I am at peace. I am complete. I am in Day After Thanksgiving Turkey Sandwich heaven. My family knows not to bother me at all in this moment of complete immersion of all things Thanksgiving. It is rather zen!

Day After Thanksgiving Turkey Sandwiches

I can’t tell you how much this serves, because it is all based on what you have left over. If you love this as much as I do, you will make tons of extras on Thanksgiving.

Sliced or shredded light and dark meat turkey.

Stuffing according to your own family recipe. The in-turkey stuffing works best in these sandwiches because it is moist, so this always goes first, but pan stuffing can work too, if you moisten it before storing with a bit of turkey or chicken stock.

Cranberry Relish or Cranberry Sauce according to your own family recipe

Mashed Potatoes or other mashed vegetables. This is optional. Purists include it. I don’t.

Warmed turkey gravy according to your own family recipe. Also optional. Again, this is a purist thing for dipping the sandwich in. Some folks are very particular about this ritual.

Good whole grain bread. We like Amish whole wheat potato bread, but Deli Kaiser rolls work well here. Use whatever bread is going to bring you the most satisfaction and joy. This is all about feeding your soul!

Mayonnaise or butter, according to your preference.

On your kitchen counter, lay out all the leftover plates and bowls from your Thanksgiving feast. Put bread by the toaster for those who like their bread toasted. Put out serving spoons, utensils for the condiments and a serrated knife for cutting the sandwiches in half.

I also put out paper plates, napkins and cups, because who needs to do more dishes the day after Thanksgiving? Ask everyone to come into the kitchen and fix their sandwich the way they want to, honoring their personal sovereignty and free will choice. Plus, you worked so hard the day before fixing food for your family, they can take care of themselves today.

My personal favorite is as follows:

Kaiser or Bulky Roll sliced in half with a bit of the bread taken out, so I can fit more stuff into my sandwich!

First comes a slather of mayonnaise on both sides of the bread and then a heaping pile of mixed turkey meat. I used to stick to all white meat, but have discovered the tenderness and flavor of dark meat. Its always good to experiment and evolve, as it leads us to some delicious surprises. I would also suggest not heating the turkey up as it changes it’s flavor slightly and anything that decreases the enjoyment of this ritual is strictly prohibited.

- **Required tasks**
(1) Write out the stretch of the turkey sandwich text from "I can’t tell" through "extras on Thanksgiving." word for word.
(2) Continue the text about day-after-Thanksgiving turkey sandwiches from the point where it stops.
The lines that follow the text play no part in what you do here.

- **Record excerpts**
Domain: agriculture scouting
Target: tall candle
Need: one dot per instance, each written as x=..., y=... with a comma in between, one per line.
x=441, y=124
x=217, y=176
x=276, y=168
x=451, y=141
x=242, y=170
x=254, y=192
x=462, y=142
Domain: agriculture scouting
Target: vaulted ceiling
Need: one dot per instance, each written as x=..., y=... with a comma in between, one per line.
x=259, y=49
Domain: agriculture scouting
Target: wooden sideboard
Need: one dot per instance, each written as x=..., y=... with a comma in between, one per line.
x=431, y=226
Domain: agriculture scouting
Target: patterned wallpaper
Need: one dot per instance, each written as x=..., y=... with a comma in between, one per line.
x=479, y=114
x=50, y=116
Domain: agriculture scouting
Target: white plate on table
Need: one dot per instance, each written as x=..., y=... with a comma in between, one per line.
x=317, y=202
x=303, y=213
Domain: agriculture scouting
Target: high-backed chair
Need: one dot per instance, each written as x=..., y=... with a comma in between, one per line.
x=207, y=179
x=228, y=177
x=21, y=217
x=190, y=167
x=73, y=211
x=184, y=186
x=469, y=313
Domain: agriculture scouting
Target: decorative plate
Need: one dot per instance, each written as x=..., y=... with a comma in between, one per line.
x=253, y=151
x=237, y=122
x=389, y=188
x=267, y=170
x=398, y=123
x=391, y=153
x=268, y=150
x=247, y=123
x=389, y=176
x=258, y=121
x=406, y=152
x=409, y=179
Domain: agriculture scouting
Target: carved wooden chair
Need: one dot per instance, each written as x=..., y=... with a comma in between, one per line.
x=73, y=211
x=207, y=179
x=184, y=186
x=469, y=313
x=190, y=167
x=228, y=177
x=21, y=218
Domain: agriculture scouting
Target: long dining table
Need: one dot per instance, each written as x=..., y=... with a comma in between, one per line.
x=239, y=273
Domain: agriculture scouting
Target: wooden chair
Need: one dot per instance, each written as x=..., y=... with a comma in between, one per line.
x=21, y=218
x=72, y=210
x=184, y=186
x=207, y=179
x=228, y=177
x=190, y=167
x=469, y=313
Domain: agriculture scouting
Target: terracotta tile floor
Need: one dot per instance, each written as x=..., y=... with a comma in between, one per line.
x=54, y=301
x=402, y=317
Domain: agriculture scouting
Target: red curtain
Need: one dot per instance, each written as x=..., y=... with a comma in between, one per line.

- **Numbered responses**
(1)
I can’t tell you how much this serves, because it is all based on what you have left over. If you love this as much as I do, you will make tons of extras on Thanksgiving.

(2)
I form a patty out of the traditional sausage and chestnut stuffing that has been in my family since the beginning (circa 1963) and place that on top of the turkey, followed by a generous dollop of my mother’s cranberry orange relish.  I order her to make extra relish and she knows she better, or she won’t go home with any leftovers.

I then liberally sprinkle on the sea salt and freshly cracked pepper.

I heat up some gravy and put it in a bowl, and then I am in heaven for about 20 minutes as I dip each bite in the gravy and savor it as long as I can. I bless each bite with gratitude, and think of all the things that had to come together over the history of the earth in order for this turkey sandwich to come into existence and feed me with such joy.

Now, as I said earlier, this is a once in a year experience, but I have been known to crave it in the middle of the summer, and you guessed it, I grab a turkey breast to cook and make the fixings and we enjoy a little bit of Thanksgiving in July!

The national chain D’Angelo’s sandwich shops also offers a Thanksgiving Turkey Sandwich which I have tried. I like it just fine, but it doesn’t make me FEEL the same way as I do when I make my own. It isn’t just the taste of the sandwich that brings such joy. It is the gratitude that comes with Thanksgiving, for being supported and loved by friends and family and this blessed universe that makes it so special.

So, this year my friends, when cooking up a storm for Thanksgiving, consider the day after and how much joy it could bring you, and I am not talking about Christmas shopping and college football. All the best from our family to yours on this Blessed Thanksgiving!